[PROVIDED INFORMATION start]

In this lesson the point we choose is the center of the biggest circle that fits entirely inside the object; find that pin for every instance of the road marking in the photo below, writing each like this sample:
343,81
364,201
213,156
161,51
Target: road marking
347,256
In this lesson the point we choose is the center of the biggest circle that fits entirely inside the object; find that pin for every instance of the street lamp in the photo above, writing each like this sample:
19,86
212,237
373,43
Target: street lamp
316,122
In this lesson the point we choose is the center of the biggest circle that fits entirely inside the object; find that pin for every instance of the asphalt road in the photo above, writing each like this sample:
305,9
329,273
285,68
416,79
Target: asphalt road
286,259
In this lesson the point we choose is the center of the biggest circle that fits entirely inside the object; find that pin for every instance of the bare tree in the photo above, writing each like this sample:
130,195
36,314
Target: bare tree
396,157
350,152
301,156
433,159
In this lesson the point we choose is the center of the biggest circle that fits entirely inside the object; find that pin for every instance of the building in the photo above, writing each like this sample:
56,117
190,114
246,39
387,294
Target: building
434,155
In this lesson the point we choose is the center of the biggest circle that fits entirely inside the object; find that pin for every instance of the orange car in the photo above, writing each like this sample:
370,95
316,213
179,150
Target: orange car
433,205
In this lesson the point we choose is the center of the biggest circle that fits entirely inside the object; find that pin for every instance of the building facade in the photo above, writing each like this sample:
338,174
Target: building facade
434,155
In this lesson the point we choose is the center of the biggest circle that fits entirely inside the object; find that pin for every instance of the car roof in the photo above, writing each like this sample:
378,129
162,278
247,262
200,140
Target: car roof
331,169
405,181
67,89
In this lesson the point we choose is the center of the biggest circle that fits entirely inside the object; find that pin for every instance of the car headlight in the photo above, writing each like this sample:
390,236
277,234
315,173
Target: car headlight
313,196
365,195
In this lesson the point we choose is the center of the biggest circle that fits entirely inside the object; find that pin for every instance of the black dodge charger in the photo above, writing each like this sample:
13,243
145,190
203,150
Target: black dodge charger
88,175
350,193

[PROVIDED INFORMATION end]

— GOAL —
Please pull every line from the listing above and reproduce each one without any change.

— EXERCISE RESULT —
In this lesson the point we choose is the center of the biggest circle that fits entirely inside the object; find that pin for every instance of the road marking in the photo below, writing each like this sample:
343,81
364,201
213,156
161,51
Target: road marking
347,256
In this lesson the point we choose is the center of the biggest circle that fits entirely inside the object; find that pin for every instance of the street lamp in the photo above, writing each like this sample:
19,86
212,237
373,43
Target: street lamp
316,122
In this lesson the point we choose is the center of the biggest circle that fits entirely inside the object; find that pin for every instance of the asphalt road in the photo above, writing each like this sample:
305,9
329,273
285,68
416,79
Target: asphalt road
286,259
In this lesson the point we choose is the center of the biggest circle that fits entirely inside the object; find that pin for every instance of the bare tree in the photo above, writing each like this sample:
130,195
36,314
Target: bare tree
396,157
350,152
301,156
433,159
In this lesson the point we choose is the center of the biggest circle that fits entirely inside the object; find that pin for every instance of the building in the photo above, writing each like this sample:
56,117
190,114
246,39
387,294
Target: building
434,155
In this lesson the point we choose is the center of the biggest circle that fits entirely inside the object; find that pin for every instance of the orange car in the photo above, writing each like this sample:
370,95
316,213
179,150
Target: orange car
433,205
In this lesson the point we choose is the center of the biggest circle that fits entirely inside the object; find that pin for every instance of the building facade in the photo above, writing each like this sample:
338,174
Target: building facade
434,155
In this lesson the point we choose is the center of the biggest circle that fits entirely inside the object; find that pin for every instance of the car roof in the photo above, writing each like this sample:
378,129
162,278
247,262
200,140
Target: car roof
331,169
405,181
67,89
In this lesson the point we choose is the center of the biggest circle that fits entirely inside the object; find that pin for every instance of the car headlight in the photo above, writing each like this sample:
390,236
277,234
315,173
Target: car headlight
313,196
365,195
In this lesson the point we choose is the center of the biggest circle that fits entirely inside the object; find that pin for every instance of the black dodge charger in the photo above, writing each like this sample:
13,243
145,190
203,150
Target: black dodge charger
88,175
350,193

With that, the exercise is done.